───── Excerpt to read
A lot of boring old doctors want to get the magic out of the Health Service.
The letter, organised by Michael Baum, emeritus professor of surgery at University College London and signed by Nobel prize-winner Sir James Black and Sir Keith Peters, president of the Academy of Medical Science, among others, complained that the use of such therapies drained resources from other areas."I'm all in favour of treatments that make people better but there is the issue of evidence," Professor Baum told BBC Radio 4's Today programme.
"How do we know that what we are witnessing is a real effect or a placebo? If the placebo is non-toxic and cheap, it doesn't matter.
"My concern is the issue of opportunity cost. If the NHS is spending good money on placebos at the cost of not providing effective medicines, then it does matter. "
I’ve always thought alternative cures actually fulfil a psychological need for explanation. They provide a metaphysical or “scientistic” explanation for placebo cures, which seems to be necessary for their function. And there does seem to be evidence that placebos do work, though no-one can work out why. Of course, these explanations are also political in the sense that they offer explanations for when placebos don’t work. "They've never been properly tried". "It's your fault for not believing hard enough" and so on.
Maybe the problem here is actually lack of imagination. We can’t agree on an explanation that appeals to anything wider than the subculture that’s grown up around alternative cures. Naturally, this wouldn’t cure as many people as boring old science. But I’m quite struck by the idea that those of us with a rationalist approach may in some cases be denying ourselves the opportunity to enable placebos to work, along with the opportunity to lick toads, dance naked around dolmens on warm summer evenings, etc, etc. The obvious short term solution to this problem is for advocates of alternative cures to set themselves up as a religion, offer their nostrums in the name of charity, and rely for financing on their grateful customers. That way, they shift the marketing on to their own ground instead of having to bother with double blind tests.
──────────
───── Information supplied
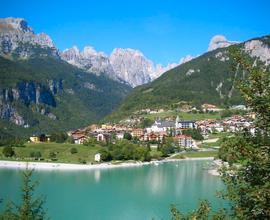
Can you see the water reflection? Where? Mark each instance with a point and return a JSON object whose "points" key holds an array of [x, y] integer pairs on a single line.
{"points": [[124, 193], [97, 175]]}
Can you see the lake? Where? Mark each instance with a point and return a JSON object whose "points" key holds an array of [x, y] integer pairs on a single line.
{"points": [[144, 192]]}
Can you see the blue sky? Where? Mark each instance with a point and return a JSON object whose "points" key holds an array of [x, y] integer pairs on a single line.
{"points": [[164, 30]]}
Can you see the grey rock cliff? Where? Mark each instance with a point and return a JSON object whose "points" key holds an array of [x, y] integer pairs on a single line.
{"points": [[17, 38]]}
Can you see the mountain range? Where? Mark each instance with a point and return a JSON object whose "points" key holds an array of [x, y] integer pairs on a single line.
{"points": [[43, 89], [208, 78], [40, 92]]}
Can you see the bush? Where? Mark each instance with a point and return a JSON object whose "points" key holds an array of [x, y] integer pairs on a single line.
{"points": [[36, 155], [73, 150], [127, 136], [52, 155], [105, 155], [8, 151]]}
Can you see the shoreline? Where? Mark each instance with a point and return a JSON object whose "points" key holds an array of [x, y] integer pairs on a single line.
{"points": [[4, 164]]}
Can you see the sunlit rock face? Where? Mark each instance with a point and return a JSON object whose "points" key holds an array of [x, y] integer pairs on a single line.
{"points": [[18, 39], [257, 49], [219, 41]]}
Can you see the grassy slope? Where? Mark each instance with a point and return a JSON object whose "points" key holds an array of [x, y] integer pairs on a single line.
{"points": [[62, 150]]}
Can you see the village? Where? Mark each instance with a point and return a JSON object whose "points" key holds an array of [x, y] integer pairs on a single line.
{"points": [[182, 135]]}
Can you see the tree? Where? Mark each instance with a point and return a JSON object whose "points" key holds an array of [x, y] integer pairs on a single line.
{"points": [[29, 208], [105, 155], [8, 151], [127, 136], [194, 133], [73, 150], [248, 183], [247, 176], [36, 155], [59, 137]]}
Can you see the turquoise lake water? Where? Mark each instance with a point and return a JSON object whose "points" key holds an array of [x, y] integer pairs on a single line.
{"points": [[131, 193]]}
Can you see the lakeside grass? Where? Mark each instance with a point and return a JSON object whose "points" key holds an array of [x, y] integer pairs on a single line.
{"points": [[195, 154], [62, 151]]}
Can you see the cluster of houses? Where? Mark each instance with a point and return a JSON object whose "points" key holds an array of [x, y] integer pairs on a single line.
{"points": [[157, 133], [161, 129], [232, 124]]}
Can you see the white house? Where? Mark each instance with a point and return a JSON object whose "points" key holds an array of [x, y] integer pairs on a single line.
{"points": [[97, 157], [161, 126], [184, 124], [120, 136]]}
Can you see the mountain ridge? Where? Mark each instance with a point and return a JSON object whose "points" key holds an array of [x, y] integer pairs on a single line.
{"points": [[208, 78]]}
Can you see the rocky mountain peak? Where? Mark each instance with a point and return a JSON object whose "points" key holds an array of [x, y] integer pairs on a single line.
{"points": [[14, 25], [16, 37], [219, 41], [131, 66]]}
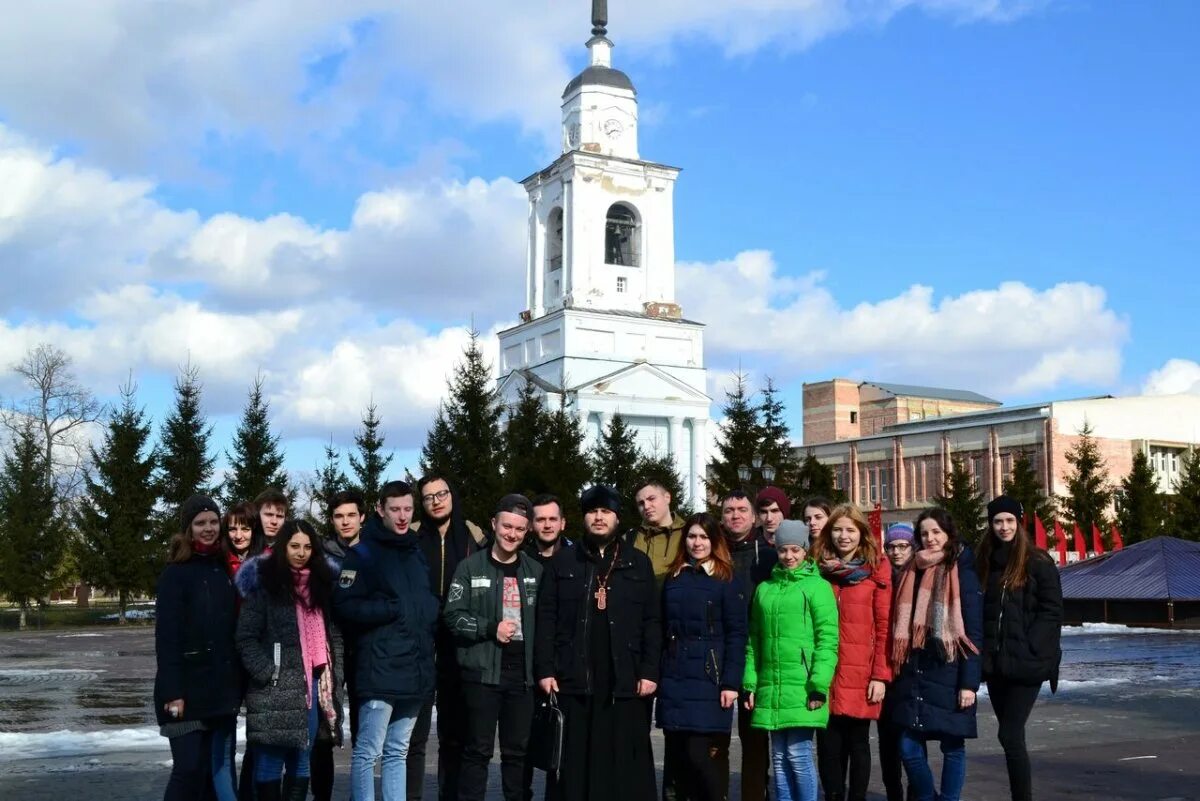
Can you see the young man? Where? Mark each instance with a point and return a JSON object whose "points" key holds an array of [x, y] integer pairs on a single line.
{"points": [[753, 562], [773, 507], [273, 511], [490, 610], [660, 531], [599, 643], [447, 538], [383, 596]]}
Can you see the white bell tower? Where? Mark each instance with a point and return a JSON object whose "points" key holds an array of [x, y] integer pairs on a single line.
{"points": [[601, 325]]}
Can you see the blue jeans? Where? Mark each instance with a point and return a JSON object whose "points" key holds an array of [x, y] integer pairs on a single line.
{"points": [[225, 747], [383, 730], [271, 760], [916, 764], [791, 757]]}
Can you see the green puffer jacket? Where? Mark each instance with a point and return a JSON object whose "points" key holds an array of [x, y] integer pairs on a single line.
{"points": [[792, 650]]}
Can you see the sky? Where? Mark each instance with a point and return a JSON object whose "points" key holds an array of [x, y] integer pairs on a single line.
{"points": [[1000, 196]]}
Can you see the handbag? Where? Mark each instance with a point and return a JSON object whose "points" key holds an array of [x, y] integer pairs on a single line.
{"points": [[546, 735]]}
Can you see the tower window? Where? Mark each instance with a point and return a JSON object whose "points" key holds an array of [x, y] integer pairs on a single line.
{"points": [[622, 235]]}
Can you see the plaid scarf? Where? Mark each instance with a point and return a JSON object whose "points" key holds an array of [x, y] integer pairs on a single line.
{"points": [[934, 606], [847, 573]]}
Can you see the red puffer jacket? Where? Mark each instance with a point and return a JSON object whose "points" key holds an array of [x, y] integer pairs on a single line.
{"points": [[864, 615]]}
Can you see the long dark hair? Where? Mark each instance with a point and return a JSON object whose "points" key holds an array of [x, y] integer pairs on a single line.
{"points": [[276, 572]]}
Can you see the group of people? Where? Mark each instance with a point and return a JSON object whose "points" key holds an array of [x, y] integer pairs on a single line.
{"points": [[796, 633]]}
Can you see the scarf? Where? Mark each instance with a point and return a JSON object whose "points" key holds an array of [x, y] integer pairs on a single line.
{"points": [[847, 573], [313, 645], [931, 607]]}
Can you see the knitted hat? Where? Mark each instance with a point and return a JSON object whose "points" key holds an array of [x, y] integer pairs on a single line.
{"points": [[774, 494], [600, 497], [193, 506], [515, 504], [899, 531], [792, 533], [1002, 504]]}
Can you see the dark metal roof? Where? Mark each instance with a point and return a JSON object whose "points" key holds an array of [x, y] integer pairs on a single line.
{"points": [[600, 77], [912, 391], [1163, 568]]}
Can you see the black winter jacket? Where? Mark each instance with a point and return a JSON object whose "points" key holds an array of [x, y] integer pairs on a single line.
{"points": [[277, 697], [925, 688], [1021, 626], [195, 619], [383, 596], [567, 608]]}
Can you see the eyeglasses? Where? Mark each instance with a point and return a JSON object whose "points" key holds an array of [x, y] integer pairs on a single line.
{"points": [[435, 497]]}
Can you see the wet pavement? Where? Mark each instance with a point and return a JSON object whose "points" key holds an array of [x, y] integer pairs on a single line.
{"points": [[76, 721]]}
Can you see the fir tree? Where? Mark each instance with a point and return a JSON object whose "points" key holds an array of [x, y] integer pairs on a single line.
{"points": [[1140, 509], [1089, 492], [33, 543], [119, 549], [185, 465], [256, 459], [739, 440], [369, 464], [964, 503], [463, 444], [615, 462], [1186, 501], [1025, 486]]}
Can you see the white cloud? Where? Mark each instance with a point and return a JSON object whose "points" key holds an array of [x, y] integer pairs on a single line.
{"points": [[1175, 377], [1012, 339]]}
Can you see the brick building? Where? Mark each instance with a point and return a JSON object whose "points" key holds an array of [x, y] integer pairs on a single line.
{"points": [[915, 433]]}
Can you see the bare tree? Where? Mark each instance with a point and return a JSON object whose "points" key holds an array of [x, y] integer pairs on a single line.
{"points": [[60, 408]]}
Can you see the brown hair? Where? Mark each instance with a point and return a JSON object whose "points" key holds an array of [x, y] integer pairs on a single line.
{"points": [[868, 547], [723, 564]]}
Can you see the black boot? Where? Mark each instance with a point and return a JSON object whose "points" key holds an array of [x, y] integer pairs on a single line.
{"points": [[268, 790], [299, 789]]}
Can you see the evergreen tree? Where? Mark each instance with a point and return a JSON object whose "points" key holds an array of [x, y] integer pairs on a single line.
{"points": [[1025, 486], [185, 465], [964, 501], [463, 444], [256, 459], [1140, 509], [119, 549], [31, 541], [1089, 492], [739, 440], [1186, 501], [369, 464], [615, 462]]}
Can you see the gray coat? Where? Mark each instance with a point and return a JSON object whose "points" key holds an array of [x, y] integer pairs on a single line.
{"points": [[276, 700]]}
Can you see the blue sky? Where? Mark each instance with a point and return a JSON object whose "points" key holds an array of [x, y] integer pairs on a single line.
{"points": [[1000, 196]]}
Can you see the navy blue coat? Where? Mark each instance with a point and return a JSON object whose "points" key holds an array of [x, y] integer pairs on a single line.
{"points": [[703, 654], [383, 596], [924, 694]]}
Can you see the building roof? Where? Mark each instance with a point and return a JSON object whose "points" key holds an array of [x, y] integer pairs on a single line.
{"points": [[1162, 568], [598, 76], [912, 391]]}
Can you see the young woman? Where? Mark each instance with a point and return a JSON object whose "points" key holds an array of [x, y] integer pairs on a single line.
{"points": [[937, 632], [793, 614], [1021, 624], [292, 652], [898, 546], [849, 558], [197, 687], [702, 662]]}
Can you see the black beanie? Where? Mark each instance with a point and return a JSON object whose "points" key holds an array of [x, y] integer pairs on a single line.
{"points": [[1005, 504], [600, 497], [193, 506]]}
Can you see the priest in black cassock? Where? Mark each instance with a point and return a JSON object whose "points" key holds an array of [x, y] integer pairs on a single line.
{"points": [[598, 646]]}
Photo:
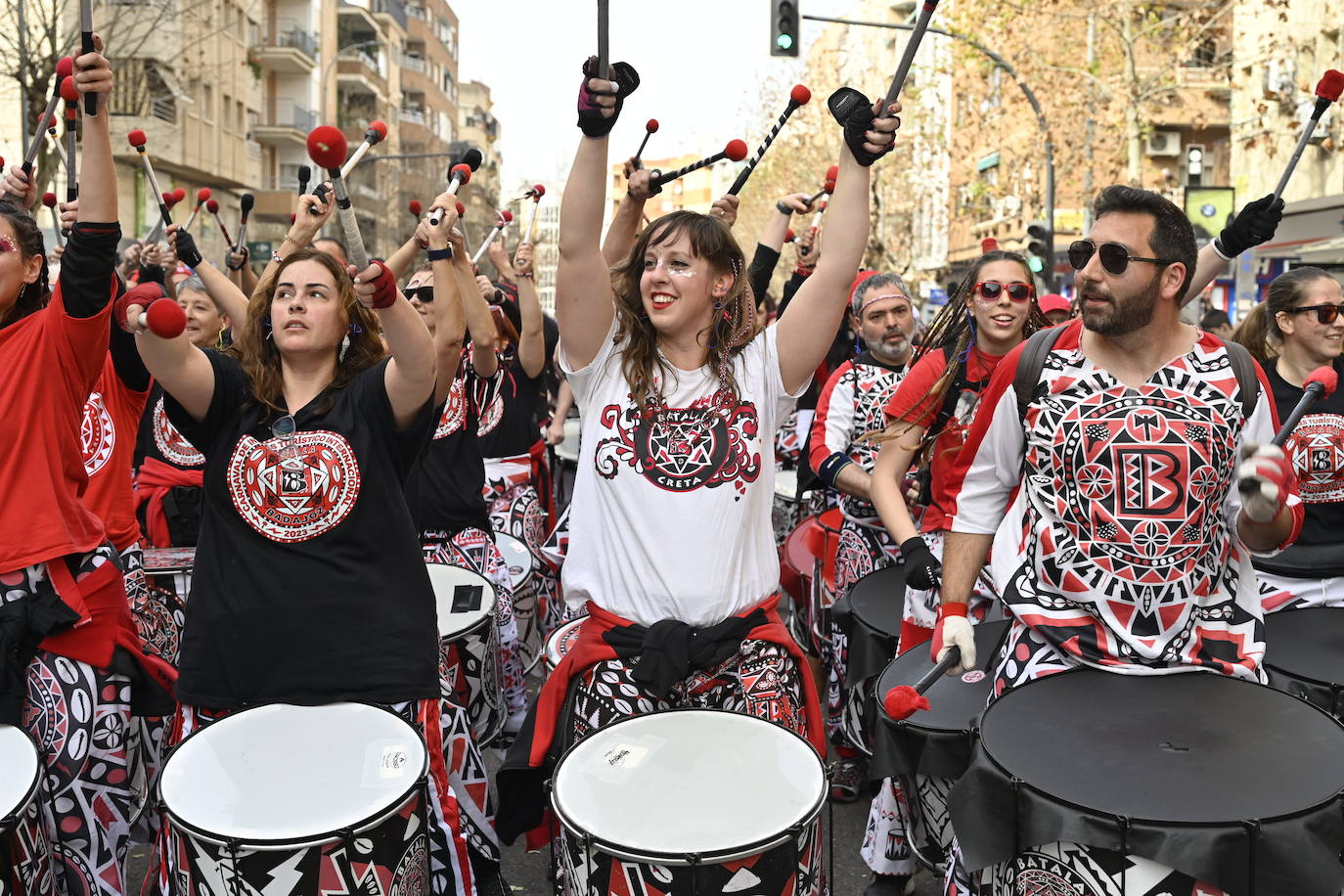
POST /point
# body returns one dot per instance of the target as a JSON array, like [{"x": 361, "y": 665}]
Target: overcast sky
[{"x": 699, "y": 65}]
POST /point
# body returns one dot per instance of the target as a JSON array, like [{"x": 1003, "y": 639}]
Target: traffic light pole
[{"x": 1031, "y": 98}]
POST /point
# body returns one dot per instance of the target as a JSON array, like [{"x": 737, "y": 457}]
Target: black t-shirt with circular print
[{"x": 309, "y": 586}]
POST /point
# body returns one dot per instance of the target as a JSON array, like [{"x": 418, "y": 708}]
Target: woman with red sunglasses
[{"x": 1296, "y": 330}]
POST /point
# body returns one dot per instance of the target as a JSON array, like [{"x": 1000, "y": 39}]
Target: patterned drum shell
[
  {"x": 468, "y": 648},
  {"x": 323, "y": 798}
]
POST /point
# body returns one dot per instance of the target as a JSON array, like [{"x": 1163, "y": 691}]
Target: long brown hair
[
  {"x": 734, "y": 320},
  {"x": 953, "y": 328},
  {"x": 1258, "y": 332},
  {"x": 259, "y": 356},
  {"x": 34, "y": 295}
]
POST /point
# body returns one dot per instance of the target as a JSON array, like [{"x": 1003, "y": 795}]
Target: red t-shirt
[
  {"x": 108, "y": 438},
  {"x": 915, "y": 405},
  {"x": 50, "y": 363}
]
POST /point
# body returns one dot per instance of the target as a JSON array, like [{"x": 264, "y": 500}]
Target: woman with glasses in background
[{"x": 1296, "y": 330}]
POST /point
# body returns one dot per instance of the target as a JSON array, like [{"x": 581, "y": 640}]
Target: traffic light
[
  {"x": 784, "y": 28},
  {"x": 1039, "y": 246}
]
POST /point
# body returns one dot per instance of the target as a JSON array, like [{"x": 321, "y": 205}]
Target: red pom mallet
[
  {"x": 376, "y": 135},
  {"x": 797, "y": 97},
  {"x": 736, "y": 150},
  {"x": 650, "y": 128},
  {"x": 1326, "y": 92},
  {"x": 202, "y": 198},
  {"x": 904, "y": 701}
]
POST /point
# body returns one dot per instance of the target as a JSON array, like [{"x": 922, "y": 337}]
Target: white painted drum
[{"x": 283, "y": 777}]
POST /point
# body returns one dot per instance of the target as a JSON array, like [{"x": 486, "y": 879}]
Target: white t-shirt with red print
[
  {"x": 671, "y": 515},
  {"x": 1120, "y": 548}
]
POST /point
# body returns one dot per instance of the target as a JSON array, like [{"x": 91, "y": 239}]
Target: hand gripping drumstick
[
  {"x": 502, "y": 220},
  {"x": 247, "y": 202},
  {"x": 1326, "y": 92},
  {"x": 736, "y": 150},
  {"x": 202, "y": 198},
  {"x": 50, "y": 202},
  {"x": 797, "y": 97},
  {"x": 71, "y": 97},
  {"x": 904, "y": 701},
  {"x": 650, "y": 128},
  {"x": 327, "y": 147},
  {"x": 376, "y": 135}
]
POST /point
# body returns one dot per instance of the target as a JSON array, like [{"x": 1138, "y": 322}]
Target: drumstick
[{"x": 904, "y": 701}]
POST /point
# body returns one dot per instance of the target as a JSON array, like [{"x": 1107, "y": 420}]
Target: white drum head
[
  {"x": 517, "y": 558},
  {"x": 461, "y": 598},
  {"x": 281, "y": 774},
  {"x": 694, "y": 781},
  {"x": 19, "y": 760}
]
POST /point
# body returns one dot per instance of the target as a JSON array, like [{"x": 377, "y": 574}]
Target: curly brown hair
[
  {"x": 259, "y": 356},
  {"x": 732, "y": 328}
]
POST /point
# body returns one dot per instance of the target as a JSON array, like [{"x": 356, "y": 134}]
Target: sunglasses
[
  {"x": 1114, "y": 258},
  {"x": 992, "y": 289},
  {"x": 1324, "y": 313}
]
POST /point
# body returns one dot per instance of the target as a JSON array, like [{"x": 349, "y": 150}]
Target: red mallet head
[
  {"x": 1330, "y": 85},
  {"x": 165, "y": 319},
  {"x": 327, "y": 147},
  {"x": 904, "y": 701},
  {"x": 1326, "y": 378}
]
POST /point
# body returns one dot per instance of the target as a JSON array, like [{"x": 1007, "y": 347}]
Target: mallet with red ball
[
  {"x": 327, "y": 147},
  {"x": 797, "y": 97},
  {"x": 1326, "y": 92},
  {"x": 736, "y": 150},
  {"x": 376, "y": 135}
]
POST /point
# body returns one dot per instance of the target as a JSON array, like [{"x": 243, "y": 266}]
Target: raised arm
[{"x": 808, "y": 330}]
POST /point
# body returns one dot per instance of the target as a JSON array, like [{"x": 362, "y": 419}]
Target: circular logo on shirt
[
  {"x": 1318, "y": 452},
  {"x": 455, "y": 411},
  {"x": 171, "y": 443},
  {"x": 294, "y": 488},
  {"x": 97, "y": 434}
]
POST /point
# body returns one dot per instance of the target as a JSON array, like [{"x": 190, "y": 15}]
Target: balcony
[
  {"x": 288, "y": 49},
  {"x": 288, "y": 126}
]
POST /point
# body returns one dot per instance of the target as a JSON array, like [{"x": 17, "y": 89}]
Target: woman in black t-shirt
[
  {"x": 309, "y": 586},
  {"x": 1296, "y": 330}
]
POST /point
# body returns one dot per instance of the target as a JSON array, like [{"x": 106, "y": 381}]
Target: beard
[{"x": 1124, "y": 315}]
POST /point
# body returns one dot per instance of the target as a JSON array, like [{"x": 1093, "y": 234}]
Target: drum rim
[
  {"x": 184, "y": 827},
  {"x": 682, "y": 860},
  {"x": 1238, "y": 823},
  {"x": 31, "y": 792}
]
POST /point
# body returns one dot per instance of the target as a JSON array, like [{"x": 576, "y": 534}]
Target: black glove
[
  {"x": 590, "y": 114},
  {"x": 852, "y": 111},
  {"x": 186, "y": 247},
  {"x": 922, "y": 567},
  {"x": 1254, "y": 225}
]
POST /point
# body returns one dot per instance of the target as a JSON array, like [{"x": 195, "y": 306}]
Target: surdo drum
[
  {"x": 1096, "y": 784},
  {"x": 24, "y": 853},
  {"x": 468, "y": 648},
  {"x": 646, "y": 808},
  {"x": 302, "y": 799}
]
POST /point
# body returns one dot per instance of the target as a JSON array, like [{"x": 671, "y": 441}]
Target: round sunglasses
[
  {"x": 1114, "y": 258},
  {"x": 991, "y": 289}
]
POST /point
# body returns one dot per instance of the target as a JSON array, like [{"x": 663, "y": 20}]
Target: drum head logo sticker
[
  {"x": 682, "y": 449},
  {"x": 97, "y": 434},
  {"x": 171, "y": 443},
  {"x": 293, "y": 488}
]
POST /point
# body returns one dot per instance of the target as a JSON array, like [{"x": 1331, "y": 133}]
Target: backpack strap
[
  {"x": 1030, "y": 364},
  {"x": 1247, "y": 383}
]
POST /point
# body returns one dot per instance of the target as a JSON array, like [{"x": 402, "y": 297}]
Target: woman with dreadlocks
[
  {"x": 680, "y": 396},
  {"x": 992, "y": 313}
]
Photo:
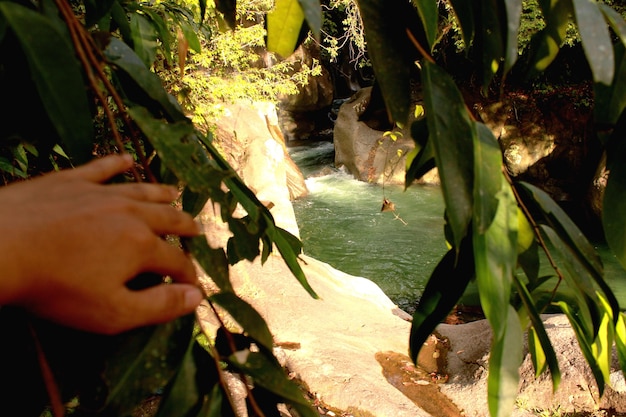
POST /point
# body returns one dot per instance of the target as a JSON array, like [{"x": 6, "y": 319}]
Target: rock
[
  {"x": 349, "y": 347},
  {"x": 367, "y": 153},
  {"x": 303, "y": 115},
  {"x": 467, "y": 369}
]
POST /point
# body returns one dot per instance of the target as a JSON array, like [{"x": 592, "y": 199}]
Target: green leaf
[
  {"x": 443, "y": 290},
  {"x": 464, "y": 13},
  {"x": 596, "y": 40},
  {"x": 493, "y": 38},
  {"x": 213, "y": 261},
  {"x": 429, "y": 13},
  {"x": 614, "y": 200},
  {"x": 585, "y": 345},
  {"x": 159, "y": 348},
  {"x": 180, "y": 150},
  {"x": 195, "y": 384},
  {"x": 541, "y": 349},
  {"x": 267, "y": 373},
  {"x": 620, "y": 340},
  {"x": 57, "y": 76},
  {"x": 122, "y": 57},
  {"x": 386, "y": 26},
  {"x": 573, "y": 238},
  {"x": 504, "y": 362},
  {"x": 144, "y": 38},
  {"x": 513, "y": 18},
  {"x": 547, "y": 42},
  {"x": 284, "y": 241},
  {"x": 603, "y": 343},
  {"x": 190, "y": 35},
  {"x": 610, "y": 101},
  {"x": 313, "y": 15},
  {"x": 495, "y": 253},
  {"x": 162, "y": 31},
  {"x": 421, "y": 158},
  {"x": 451, "y": 134},
  {"x": 247, "y": 317},
  {"x": 615, "y": 20},
  {"x": 283, "y": 26},
  {"x": 229, "y": 9}
]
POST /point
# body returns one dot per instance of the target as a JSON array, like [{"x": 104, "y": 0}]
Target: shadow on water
[{"x": 341, "y": 223}]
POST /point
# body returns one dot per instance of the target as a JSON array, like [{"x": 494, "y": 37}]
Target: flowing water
[{"x": 341, "y": 223}]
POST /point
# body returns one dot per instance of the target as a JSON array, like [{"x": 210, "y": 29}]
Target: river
[{"x": 341, "y": 223}]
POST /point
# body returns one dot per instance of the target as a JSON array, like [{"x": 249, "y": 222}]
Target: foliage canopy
[{"x": 93, "y": 92}]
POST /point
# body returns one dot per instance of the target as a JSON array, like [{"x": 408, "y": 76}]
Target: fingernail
[{"x": 193, "y": 297}]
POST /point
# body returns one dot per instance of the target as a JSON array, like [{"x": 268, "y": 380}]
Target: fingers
[{"x": 164, "y": 302}]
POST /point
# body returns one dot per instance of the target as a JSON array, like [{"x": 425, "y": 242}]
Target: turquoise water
[{"x": 341, "y": 223}]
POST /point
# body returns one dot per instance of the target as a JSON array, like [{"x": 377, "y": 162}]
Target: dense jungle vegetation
[{"x": 87, "y": 78}]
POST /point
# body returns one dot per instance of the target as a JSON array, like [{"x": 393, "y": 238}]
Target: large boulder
[
  {"x": 305, "y": 115},
  {"x": 368, "y": 154},
  {"x": 349, "y": 348}
]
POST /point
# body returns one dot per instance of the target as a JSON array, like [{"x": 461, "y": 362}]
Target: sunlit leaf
[
  {"x": 504, "y": 362},
  {"x": 541, "y": 349},
  {"x": 602, "y": 345},
  {"x": 247, "y": 317},
  {"x": 283, "y": 26},
  {"x": 57, "y": 76},
  {"x": 596, "y": 40},
  {"x": 451, "y": 134},
  {"x": 443, "y": 290},
  {"x": 144, "y": 38}
]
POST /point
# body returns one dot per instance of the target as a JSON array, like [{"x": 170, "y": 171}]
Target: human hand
[{"x": 69, "y": 244}]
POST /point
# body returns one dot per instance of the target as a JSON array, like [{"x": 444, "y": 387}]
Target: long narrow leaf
[
  {"x": 386, "y": 25},
  {"x": 247, "y": 317},
  {"x": 585, "y": 345},
  {"x": 596, "y": 40},
  {"x": 494, "y": 234},
  {"x": 571, "y": 235},
  {"x": 504, "y": 362},
  {"x": 538, "y": 333},
  {"x": 283, "y": 26},
  {"x": 451, "y": 133},
  {"x": 443, "y": 290}
]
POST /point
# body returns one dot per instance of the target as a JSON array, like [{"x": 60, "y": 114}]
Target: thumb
[{"x": 165, "y": 302}]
──────────
Exercise objective: Reproduce the passage on placebos and alternative cures word for word, starting with "A lot of boring" and going on through "4's Today programme.".

Written answer:
A lot of boring old doctors want to get the magic out of the Health Service.
The letter, organised by Michael Baum, emeritus professor of surgery at University College London and signed by Nobel prize-winner Sir James Black and Sir Keith Peters, president of the Academy of Medical Science, among others, complained that the use of such therapies drained resources from other areas."I'm all in favour of treatments that make people better but there is the issue of evidence," Professor Baum told BBC Radio 4's Today programme.